== Photo-based referring expression data ==
----
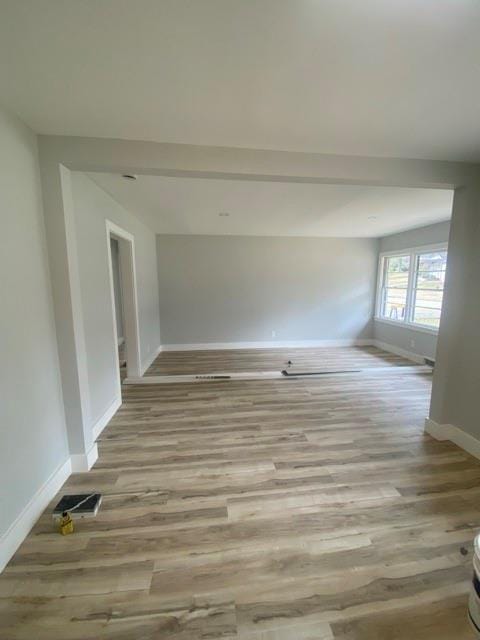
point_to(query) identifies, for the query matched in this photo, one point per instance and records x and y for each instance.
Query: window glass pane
(395, 304)
(436, 261)
(431, 280)
(429, 284)
(396, 270)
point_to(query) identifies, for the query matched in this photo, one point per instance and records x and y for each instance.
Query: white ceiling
(367, 77)
(192, 205)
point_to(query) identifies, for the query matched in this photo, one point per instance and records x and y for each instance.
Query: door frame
(128, 278)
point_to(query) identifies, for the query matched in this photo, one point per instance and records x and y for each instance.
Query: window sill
(407, 325)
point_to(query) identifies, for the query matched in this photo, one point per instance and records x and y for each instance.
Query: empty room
(240, 256)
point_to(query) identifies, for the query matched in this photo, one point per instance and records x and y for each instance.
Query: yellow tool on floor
(66, 521)
(66, 524)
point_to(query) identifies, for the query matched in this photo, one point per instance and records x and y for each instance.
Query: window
(411, 286)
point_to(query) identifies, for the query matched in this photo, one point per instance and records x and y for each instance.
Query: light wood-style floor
(303, 509)
(247, 360)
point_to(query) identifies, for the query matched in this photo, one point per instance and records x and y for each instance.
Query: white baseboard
(274, 344)
(409, 355)
(449, 432)
(102, 422)
(151, 358)
(22, 525)
(84, 461)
----
Write the records out again exactly as shown above, keeping no pictures.

== Task solution ==
point_to(query) identifies, for the query matched in this photo, one point per instance and records x and y for each instance.
Query: window glass pane
(395, 304)
(436, 261)
(431, 280)
(429, 284)
(396, 270)
point_to(query) identifies, for the query matched in this photo, one point per instance and records x and y for each instance.
Query: white ceiling
(367, 77)
(192, 205)
point_to(query) identifies, for the query matched in this photo, one point per instance and records x and y for each instance.
Query: door frame
(128, 278)
point_to(query) identifies, for the query matched in this photo, one point per instance and records x and y for each instance.
Query: window sill
(407, 325)
point_to(query) identifies, for the query matched in this photo, one point per instance and records x and y for each instance.
Query: empty room
(240, 256)
point_to(query) identifies, for the query matched in this photo, one point per instance and records x and y for each instance.
Query: yellow tool on floor
(66, 521)
(66, 524)
point_to(query) identifies, for the query matched in this photo, one point per instance and records x and y for each instance.
Query: window
(411, 286)
point_to(query) identifies, for the query matched in this photo, one point per instance and records x and y for each instance.
Query: light wood-style floor
(303, 509)
(247, 360)
point_to(query) identifies, for the query matched in this photo, one point per instance and records x and y for each instance.
Query: white baseboard
(274, 344)
(409, 355)
(449, 432)
(102, 422)
(151, 358)
(22, 525)
(84, 461)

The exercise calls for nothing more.